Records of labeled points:

....

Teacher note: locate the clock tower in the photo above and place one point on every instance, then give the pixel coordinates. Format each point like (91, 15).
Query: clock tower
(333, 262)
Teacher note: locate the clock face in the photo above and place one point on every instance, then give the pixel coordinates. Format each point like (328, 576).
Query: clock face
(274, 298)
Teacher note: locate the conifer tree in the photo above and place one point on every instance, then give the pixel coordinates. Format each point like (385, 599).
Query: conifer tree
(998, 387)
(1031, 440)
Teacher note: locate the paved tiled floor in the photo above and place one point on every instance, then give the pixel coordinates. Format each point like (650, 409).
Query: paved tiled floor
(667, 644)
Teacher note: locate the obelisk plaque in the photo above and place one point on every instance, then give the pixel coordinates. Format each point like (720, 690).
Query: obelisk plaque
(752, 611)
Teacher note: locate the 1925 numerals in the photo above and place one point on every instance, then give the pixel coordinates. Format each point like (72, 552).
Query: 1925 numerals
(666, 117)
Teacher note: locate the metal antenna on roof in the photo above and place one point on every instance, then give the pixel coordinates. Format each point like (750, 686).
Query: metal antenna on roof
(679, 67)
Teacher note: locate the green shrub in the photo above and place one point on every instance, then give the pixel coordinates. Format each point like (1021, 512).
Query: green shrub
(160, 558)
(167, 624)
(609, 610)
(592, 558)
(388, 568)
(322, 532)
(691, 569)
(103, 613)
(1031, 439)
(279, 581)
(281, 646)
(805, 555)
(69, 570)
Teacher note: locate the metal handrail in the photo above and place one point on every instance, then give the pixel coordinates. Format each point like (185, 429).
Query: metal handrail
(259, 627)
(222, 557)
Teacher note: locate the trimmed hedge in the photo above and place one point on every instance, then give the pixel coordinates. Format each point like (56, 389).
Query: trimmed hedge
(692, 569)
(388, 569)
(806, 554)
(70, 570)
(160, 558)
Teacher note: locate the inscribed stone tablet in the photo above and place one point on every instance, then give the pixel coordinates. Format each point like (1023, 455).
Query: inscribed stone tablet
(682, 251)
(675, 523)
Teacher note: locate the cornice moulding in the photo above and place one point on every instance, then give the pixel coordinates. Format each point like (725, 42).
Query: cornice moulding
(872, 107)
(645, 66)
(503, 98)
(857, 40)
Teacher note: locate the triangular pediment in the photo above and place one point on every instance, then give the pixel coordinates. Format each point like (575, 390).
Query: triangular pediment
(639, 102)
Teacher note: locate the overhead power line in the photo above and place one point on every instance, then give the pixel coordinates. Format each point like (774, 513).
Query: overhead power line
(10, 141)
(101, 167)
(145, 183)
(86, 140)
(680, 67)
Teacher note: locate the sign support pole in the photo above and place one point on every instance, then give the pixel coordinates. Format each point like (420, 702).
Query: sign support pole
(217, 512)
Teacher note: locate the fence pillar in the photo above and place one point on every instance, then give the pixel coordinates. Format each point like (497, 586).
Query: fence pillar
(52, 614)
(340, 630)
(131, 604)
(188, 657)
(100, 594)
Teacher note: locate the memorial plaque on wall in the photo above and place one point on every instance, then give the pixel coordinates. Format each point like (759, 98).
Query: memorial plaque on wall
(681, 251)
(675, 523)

....

(Task instructions) Render the data as a JSON list of strings, one string per line with blank lines left out, starting at the line that contains "Teacher note: locate the trimmed" and ending at the last line of the data.

(Result of this exercise)
[
  "Teacher note: locate the trimmed hedge in the photo above and place one point on every instance, then give the pixel coordinates. Format each point like (56, 389).",
  "Query: trimmed hedge",
  "(692, 569)",
  "(388, 569)",
  "(806, 554)",
  "(70, 570)",
  "(160, 558)",
  "Teacher note: locate the inscribed stone tablet in the photo above and place one point on every instance, then give the pixel coordinates. Format each point like (1023, 455).",
  "Query: inscribed stone tablet",
  "(682, 251)",
  "(675, 523)",
  "Teacher note: locate the cornice moulding in the photo above and place one point on every instance, then give the pixel coordinates. Format each point like (725, 42).",
  "Query: cornice moulding",
  "(872, 107)",
  "(645, 66)",
  "(503, 98)",
  "(857, 40)",
  "Teacher note: locate the triangular pediment in the photo above and place one point on every instance, then give the pixel coordinates. Format each point like (575, 390).",
  "Query: triangular pediment",
  "(639, 102)",
  "Teacher note: locate the overhead power line in the photo above and place one point on every instance, then give the pixel coordinates. Format each point like (774, 513).",
  "Query: overhead power line",
  "(10, 141)",
  "(101, 167)",
  "(145, 183)",
  "(86, 140)",
  "(680, 67)",
  "Teacher note: locate the sign support pole in the photo above and place one point on every instance, then give the pixel coordinates. Format each point like (420, 702).",
  "Query: sign support pole",
  "(217, 512)",
  "Teacher note: locate the fence pillar in the photo above and place one point on every instance, then give the pixel coordinates. Format each point like (497, 586).",
  "Query: fence pillar",
  "(52, 614)",
  "(340, 630)",
  "(131, 604)",
  "(188, 657)",
  "(100, 594)",
  "Teacher note: locate the memorial plaque on wall in the photo above and place one point on every instance, then give the pixel coordinates. Format each point like (759, 98).",
  "Query: memorial plaque on wall",
  "(681, 251)",
  "(675, 523)"
]